[To do] Return the whole listing, line for line, without the pictures in it.

======== Exercise data

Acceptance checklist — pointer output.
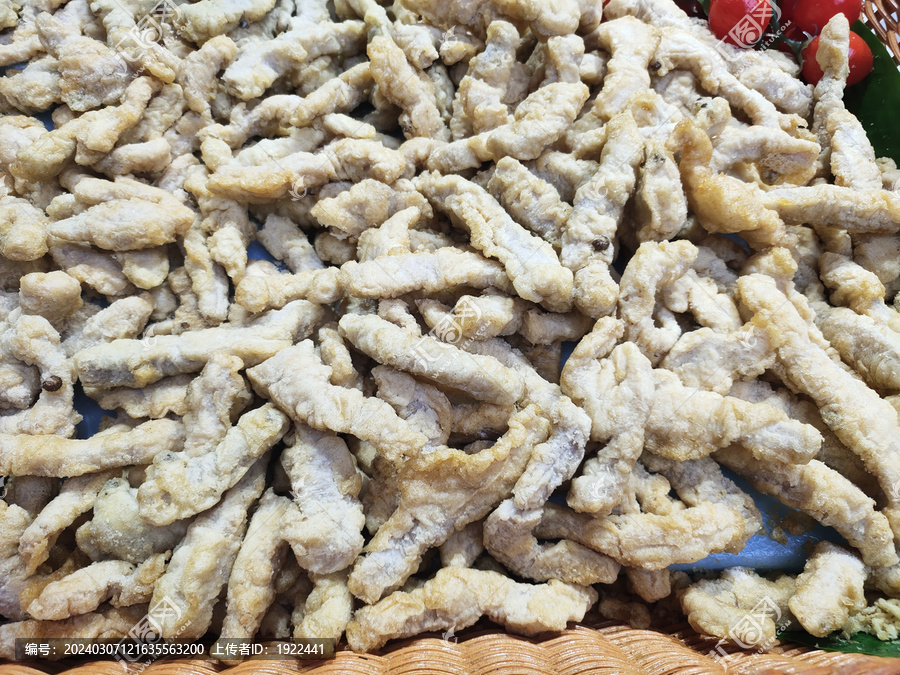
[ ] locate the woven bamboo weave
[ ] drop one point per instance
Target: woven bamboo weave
(883, 17)
(594, 649)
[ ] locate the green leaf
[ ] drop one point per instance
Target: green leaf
(858, 643)
(876, 100)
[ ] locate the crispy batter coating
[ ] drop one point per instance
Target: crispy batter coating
(531, 201)
(326, 534)
(76, 496)
(328, 608)
(121, 225)
(422, 405)
(180, 485)
(740, 605)
(871, 210)
(407, 88)
(365, 205)
(457, 598)
(872, 349)
(91, 74)
(656, 540)
(45, 455)
(300, 384)
(83, 591)
(631, 44)
(824, 494)
(508, 538)
(652, 267)
(33, 341)
(110, 623)
(530, 262)
(862, 420)
(481, 376)
(117, 531)
(201, 563)
(14, 521)
(617, 393)
(836, 574)
(428, 271)
(723, 203)
(135, 363)
(251, 588)
(87, 137)
(440, 492)
(23, 229)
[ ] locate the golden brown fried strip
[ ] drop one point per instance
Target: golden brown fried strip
(325, 534)
(480, 376)
(118, 532)
(251, 581)
(723, 203)
(456, 598)
(299, 383)
(201, 563)
(440, 492)
(135, 363)
(862, 420)
(56, 456)
(829, 590)
(180, 485)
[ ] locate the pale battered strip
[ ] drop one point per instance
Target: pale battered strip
(428, 271)
(135, 363)
(179, 486)
(84, 590)
(530, 262)
(824, 494)
(326, 536)
(723, 203)
(861, 419)
(530, 200)
(56, 456)
(508, 538)
(650, 540)
(155, 400)
(75, 497)
(257, 293)
(440, 492)
(457, 598)
(829, 590)
(251, 587)
(483, 377)
(202, 562)
(108, 623)
(539, 121)
(212, 398)
(857, 211)
(299, 383)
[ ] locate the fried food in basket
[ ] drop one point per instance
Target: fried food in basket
(369, 433)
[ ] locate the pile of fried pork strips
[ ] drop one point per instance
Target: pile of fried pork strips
(359, 437)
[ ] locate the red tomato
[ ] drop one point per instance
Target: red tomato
(860, 60)
(788, 24)
(812, 15)
(739, 22)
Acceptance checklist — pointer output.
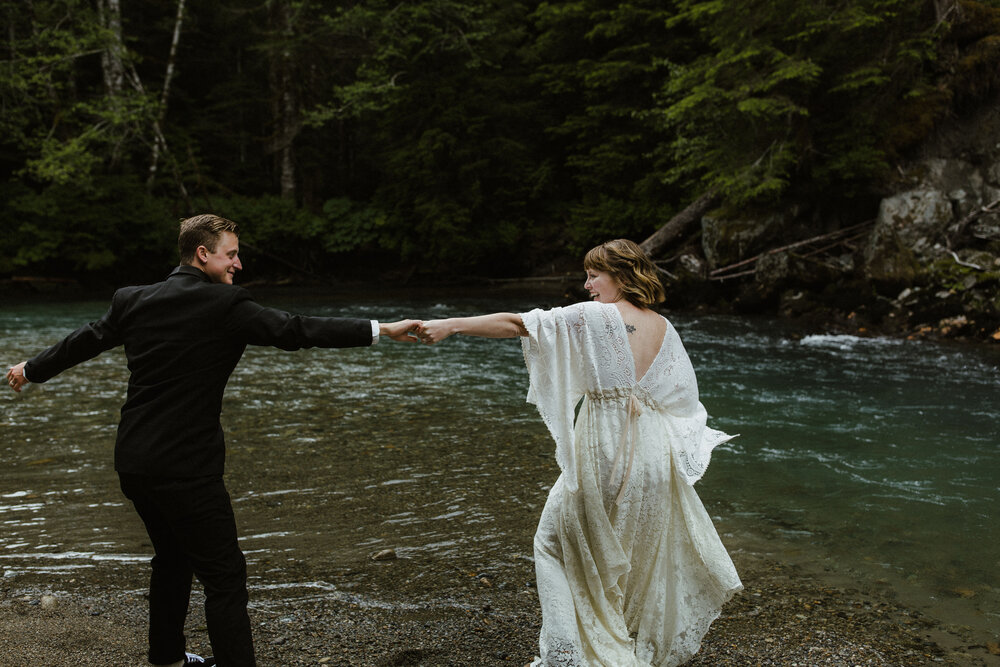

================

[Answer to the problem]
Acceptance checklist — pointer output.
[ ] locate the woven bamboo weave
[ ] drop one point per instance
Target: woven bamboo weave
(883, 17)
(594, 649)
[ ] locate the green leaf
[ ] drop one point per instance
Target: green leaf
(858, 643)
(876, 100)
[ ] locate the crispy batter coating
[ ] drop one point per instance
Target: crispy batter coating
(531, 201)
(326, 534)
(76, 496)
(328, 608)
(121, 225)
(422, 405)
(180, 485)
(740, 605)
(871, 210)
(407, 88)
(365, 205)
(457, 598)
(872, 349)
(91, 74)
(656, 540)
(45, 455)
(300, 384)
(83, 591)
(631, 44)
(824, 494)
(508, 538)
(652, 267)
(33, 341)
(110, 623)
(530, 262)
(862, 420)
(481, 376)
(117, 531)
(201, 563)
(14, 521)
(617, 393)
(836, 574)
(428, 271)
(723, 203)
(135, 363)
(251, 588)
(87, 137)
(440, 492)
(23, 229)
[ ] locate the golden brown fried strip
[ ] drop one point per instance
Target: golden brown fried strip
(325, 534)
(480, 376)
(118, 532)
(251, 581)
(723, 203)
(456, 598)
(299, 383)
(201, 563)
(440, 492)
(135, 363)
(862, 420)
(56, 456)
(829, 590)
(180, 485)
[ ] locate the pale battered strip
[ ] drop one point per instance
Target: pale battered strip
(428, 271)
(135, 363)
(179, 486)
(84, 590)
(530, 262)
(824, 494)
(326, 536)
(723, 203)
(861, 419)
(530, 200)
(56, 456)
(508, 538)
(650, 540)
(155, 400)
(75, 497)
(257, 293)
(440, 492)
(457, 598)
(829, 590)
(251, 587)
(483, 377)
(202, 562)
(108, 623)
(539, 121)
(212, 398)
(857, 211)
(299, 383)
[ ] locate the fried food in basket
[ ] drop one point per instance
Target: fried food in basket
(369, 433)
[ ] locate the pile of fried pork strips
[ ] drop one point per instance
Target: pile of fried pork strips
(359, 437)
[ ] locate the red tomato
[ ] drop one point per instance
Target: red tomato
(860, 60)
(788, 24)
(812, 15)
(739, 22)
Acceptance checklist — pointer output.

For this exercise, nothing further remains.